== Exercise instructions ==
Any pictures in the records below should be skipped; write out everything else exactly.

[start]

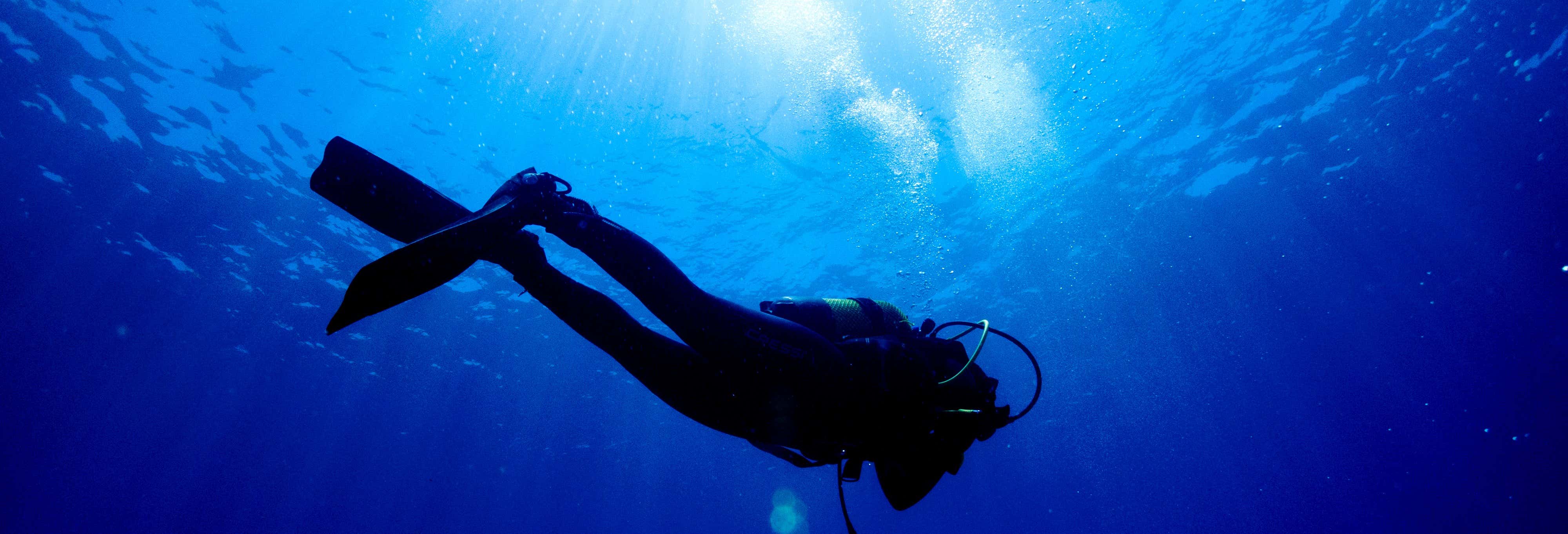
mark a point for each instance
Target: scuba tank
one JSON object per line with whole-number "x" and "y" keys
{"x": 841, "y": 319}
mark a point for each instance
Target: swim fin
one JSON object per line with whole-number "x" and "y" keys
{"x": 380, "y": 195}
{"x": 443, "y": 237}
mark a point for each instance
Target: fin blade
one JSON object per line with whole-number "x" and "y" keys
{"x": 397, "y": 278}
{"x": 380, "y": 195}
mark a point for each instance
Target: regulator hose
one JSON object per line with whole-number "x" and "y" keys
{"x": 985, "y": 328}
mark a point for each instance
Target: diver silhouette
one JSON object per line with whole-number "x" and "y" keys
{"x": 811, "y": 381}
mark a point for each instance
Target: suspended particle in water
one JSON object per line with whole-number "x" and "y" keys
{"x": 789, "y": 513}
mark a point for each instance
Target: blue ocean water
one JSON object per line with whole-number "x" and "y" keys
{"x": 1291, "y": 265}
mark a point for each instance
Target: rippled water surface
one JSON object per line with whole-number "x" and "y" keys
{"x": 1291, "y": 265}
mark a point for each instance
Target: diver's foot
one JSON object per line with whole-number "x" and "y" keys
{"x": 515, "y": 251}
{"x": 537, "y": 198}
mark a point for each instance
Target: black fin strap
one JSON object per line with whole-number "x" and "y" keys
{"x": 844, "y": 508}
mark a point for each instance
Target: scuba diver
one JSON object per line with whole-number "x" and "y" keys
{"x": 811, "y": 381}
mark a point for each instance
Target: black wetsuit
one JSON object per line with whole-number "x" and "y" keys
{"x": 758, "y": 377}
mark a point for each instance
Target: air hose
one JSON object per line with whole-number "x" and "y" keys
{"x": 985, "y": 329}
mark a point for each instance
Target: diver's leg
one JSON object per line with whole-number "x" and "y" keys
{"x": 670, "y": 370}
{"x": 705, "y": 322}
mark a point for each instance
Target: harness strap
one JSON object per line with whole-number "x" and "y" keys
{"x": 844, "y": 508}
{"x": 874, "y": 314}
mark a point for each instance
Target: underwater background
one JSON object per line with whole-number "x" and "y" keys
{"x": 1291, "y": 267}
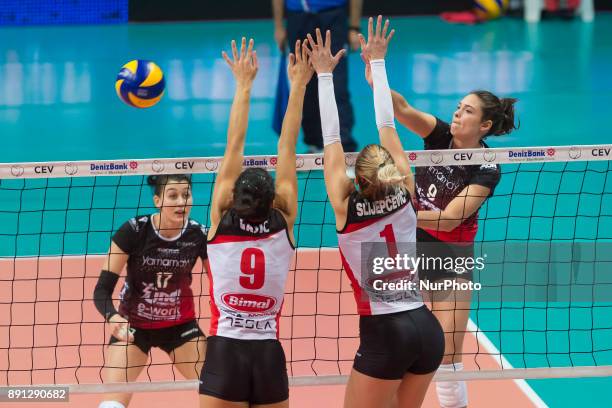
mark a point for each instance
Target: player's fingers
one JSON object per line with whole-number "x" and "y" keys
{"x": 243, "y": 48}
{"x": 378, "y": 25}
{"x": 319, "y": 38}
{"x": 226, "y": 58}
{"x": 385, "y": 28}
{"x": 234, "y": 51}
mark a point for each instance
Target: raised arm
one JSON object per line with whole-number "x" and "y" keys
{"x": 374, "y": 52}
{"x": 300, "y": 72}
{"x": 337, "y": 183}
{"x": 244, "y": 68}
{"x": 103, "y": 293}
{"x": 421, "y": 123}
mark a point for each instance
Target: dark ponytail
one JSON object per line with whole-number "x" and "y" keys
{"x": 499, "y": 111}
{"x": 254, "y": 194}
{"x": 158, "y": 183}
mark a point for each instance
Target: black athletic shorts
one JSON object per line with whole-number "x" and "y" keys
{"x": 251, "y": 371}
{"x": 432, "y": 247}
{"x": 394, "y": 344}
{"x": 166, "y": 339}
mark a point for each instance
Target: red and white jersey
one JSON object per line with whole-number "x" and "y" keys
{"x": 388, "y": 224}
{"x": 248, "y": 266}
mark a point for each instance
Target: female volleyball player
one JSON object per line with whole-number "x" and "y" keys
{"x": 250, "y": 248}
{"x": 449, "y": 198}
{"x": 157, "y": 307}
{"x": 401, "y": 342}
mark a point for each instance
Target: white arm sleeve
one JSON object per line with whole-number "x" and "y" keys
{"x": 383, "y": 104}
{"x": 330, "y": 122}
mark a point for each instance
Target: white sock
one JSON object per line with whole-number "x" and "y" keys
{"x": 452, "y": 394}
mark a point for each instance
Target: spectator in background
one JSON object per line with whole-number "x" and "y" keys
{"x": 303, "y": 16}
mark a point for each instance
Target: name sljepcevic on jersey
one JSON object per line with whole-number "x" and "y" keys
{"x": 370, "y": 222}
{"x": 157, "y": 291}
{"x": 437, "y": 186}
{"x": 248, "y": 266}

[end]

== Exercise answer ==
mark a point for each instance
Target: scuba tank
one JSON object per line with whole-number "x" and "y" keys
{"x": 841, "y": 319}
mark a point for each instance
Target: swim fin
one JSON object per line with whole-number "x" and "y" keys
{"x": 380, "y": 195}
{"x": 443, "y": 237}
mark a point for each instance
Target: fin blade
one JSON object per line with whole-number "x" and "y" keys
{"x": 397, "y": 278}
{"x": 380, "y": 195}
mark a point for each instance
Target: regulator hose
one JSON object per line with whole-number "x" and "y" keys
{"x": 985, "y": 328}
mark a point for each instance
Target: diver silhouette
one JSON object per line with whole-number "x" and "y" keys
{"x": 811, "y": 381}
mark a point for each instance
Target: suspended particle in water
one JSON object per line with whole-number "x" and "y" keys
{"x": 789, "y": 513}
mark a point for each instance
Target: blue ocean water
one JSON object per line with whole-number "x" and "y" keys
{"x": 1291, "y": 265}
mark a point for each instance
Target: rippled water surface
one JSON object per line with whole-number "x" and "y" keys
{"x": 1291, "y": 265}
mark a point for each instance
Target: diver's foot
one JSON object per line with whole-number "x" and "y" keys
{"x": 515, "y": 251}
{"x": 537, "y": 198}
mark a point for each instance
Target: black fin strap
one JSON object per line with whole-number "x" and "y" keys
{"x": 844, "y": 508}
mark a point for each instance
Target: scuba diver
one JSON object per line with whole-number "x" and "y" keys
{"x": 811, "y": 381}
mark a point for each instance
Target: black wetsuit
one JSON object per line with whole-number "x" and "y" keys
{"x": 758, "y": 377}
mark a point for each instance
Target: air hose
one JSON object per line with whole-number "x" and "y" keys
{"x": 985, "y": 329}
mark a point for each instance
Target: diver's leg
one JSON object per line with whole-number "x" and "y" keys
{"x": 670, "y": 370}
{"x": 705, "y": 322}
mark a point for each instance
Target: harness strap
one JSON object per line with whole-number "x" and "y" keys
{"x": 844, "y": 508}
{"x": 874, "y": 314}
mark a point for each instance
Target: underwater background
one JSON object per line with whole-number "x" and "y" keys
{"x": 1291, "y": 267}
mark a point for each instance
Target: player's fingers
one JSON object per line with whole-number "x" and "y" keys
{"x": 243, "y": 48}
{"x": 378, "y": 25}
{"x": 319, "y": 38}
{"x": 226, "y": 58}
{"x": 385, "y": 28}
{"x": 234, "y": 51}
mark a point for each instance
Target: raised arm
one JSON object per line with whole-number "x" and "y" keys
{"x": 374, "y": 52}
{"x": 300, "y": 72}
{"x": 337, "y": 183}
{"x": 244, "y": 68}
{"x": 103, "y": 293}
{"x": 421, "y": 123}
mark a point for each instance
Target: dark ponytail
one JSON object per line with whole-number "x" and "y" keys
{"x": 499, "y": 111}
{"x": 254, "y": 194}
{"x": 158, "y": 183}
mark a point for each instance
Target: black athletic shorts
one JSON object per line with whole-number "x" and "y" keys
{"x": 251, "y": 371}
{"x": 432, "y": 247}
{"x": 394, "y": 344}
{"x": 166, "y": 339}
mark a point for each instance
Target: red and white jersey
one JSON object per line with whole-number "x" and "y" keys
{"x": 388, "y": 224}
{"x": 248, "y": 266}
mark a point for each instance
Target: female volleyball player
one JSON object per line with whole-number "x" and "y" keys
{"x": 250, "y": 248}
{"x": 449, "y": 198}
{"x": 157, "y": 307}
{"x": 401, "y": 342}
mark a point for each instance
Target: white arm sleeve
one JSON object per line with whole-number "x" and "y" keys
{"x": 383, "y": 104}
{"x": 330, "y": 122}
mark a point for each instance
Target: white sock
one JSON object per line with whole-number "x" and "y" keys
{"x": 452, "y": 394}
mark a point for each instance
Target: spectator in background
one JSON object per line with whole-number "x" and "y" keys
{"x": 303, "y": 16}
mark a point for each instance
Target: name sljepcevic on jersey
one JSON object per line with whole-number "x" and "y" keys
{"x": 370, "y": 222}
{"x": 157, "y": 291}
{"x": 437, "y": 186}
{"x": 248, "y": 266}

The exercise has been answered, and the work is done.